→ **INSTRUCTIONS FOR THE TASK**: Return all of the material that follows, keeping each line exactly as it is.

════

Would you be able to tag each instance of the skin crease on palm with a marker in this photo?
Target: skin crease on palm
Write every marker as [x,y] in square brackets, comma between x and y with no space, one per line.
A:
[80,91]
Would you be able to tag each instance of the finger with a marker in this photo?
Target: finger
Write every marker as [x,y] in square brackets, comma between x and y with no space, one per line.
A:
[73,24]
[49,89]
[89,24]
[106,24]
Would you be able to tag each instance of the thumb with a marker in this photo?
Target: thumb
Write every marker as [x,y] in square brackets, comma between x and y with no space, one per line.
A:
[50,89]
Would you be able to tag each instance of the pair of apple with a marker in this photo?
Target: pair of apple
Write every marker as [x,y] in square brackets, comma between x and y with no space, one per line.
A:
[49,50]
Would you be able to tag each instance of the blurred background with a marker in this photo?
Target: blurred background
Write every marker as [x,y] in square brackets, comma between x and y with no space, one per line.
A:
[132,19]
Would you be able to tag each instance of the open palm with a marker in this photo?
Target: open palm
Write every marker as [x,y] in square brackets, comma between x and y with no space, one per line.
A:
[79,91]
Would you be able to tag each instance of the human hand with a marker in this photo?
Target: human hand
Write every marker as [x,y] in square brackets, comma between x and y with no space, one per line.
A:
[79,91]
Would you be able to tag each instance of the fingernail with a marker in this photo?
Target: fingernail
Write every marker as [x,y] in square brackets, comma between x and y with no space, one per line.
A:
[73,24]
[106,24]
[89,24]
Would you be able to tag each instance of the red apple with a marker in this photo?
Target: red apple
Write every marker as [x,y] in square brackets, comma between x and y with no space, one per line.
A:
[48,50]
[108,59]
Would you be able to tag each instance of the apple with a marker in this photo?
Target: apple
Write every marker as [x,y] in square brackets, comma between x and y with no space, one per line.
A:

════

→ **SOLUTION FOR THIS PROBLEM**:
Would you be able to tag each instance of the skin crease on palm with a marker in this photo?
Target: skin crease on palm
Write every marker as [x,y] in square brackets, comma between x and y with no space, one per line.
A:
[80,91]
Would you be able to tag each instance of the finger with a marker in this photo?
Target: finger
Write every marker as [x,y] in square brackets, comma between x and y with no space, one per line.
A:
[73,24]
[49,89]
[89,24]
[106,24]
Would you be able to tag each instance of the thumb with a marker in this photo?
Target: thumb
Write every marker as [x,y] in square brackets, comma between x and y with no space, one per line.
A:
[50,89]
Would you be able to tag each instance of the pair of apple with a marker in this photo?
Target: pair of apple
Write every marker as [x,y] in square brackets, comma between x and y with no space, one per line.
A:
[49,50]
Would you be able to tag each instance of the blurred background with a marker in this photo?
Target: blurred background
Write every marker as [x,y] in square brackets, comma between x and y with no space, one per line.
A:
[132,19]
Would you be able to tag each instance of the open palm with a marker in this photo?
Target: open palm
Write every marker as [x,y] in square brackets, comma between x and y with no space, one per line.
A:
[79,91]
Would you be able to tag each instance of the human hand with a marker in this photo?
Target: human hand
Write every marker as [x,y] in square brackets, comma between x and y with no space, one per line.
A:
[79,91]
Would you be able to tag each instance of the fingernail with a marker in this photo?
Target: fingernail
Write every marker as [x,y] in square brackets, comma between x and y with no space, one per line.
A:
[73,24]
[106,24]
[89,24]
Would you be able to tag each instance of the red apple with a marker in this photo?
Target: red apple
Write every marker as [x,y] in square brackets, comma between x and y with no space, one per line.
A:
[48,50]
[108,59]
Would you be able to tag each instance of the apple with a marker in this photo?
Target: apple
Write every marker as [x,y] in square brackets, comma between x and y with no space, one per line.
A:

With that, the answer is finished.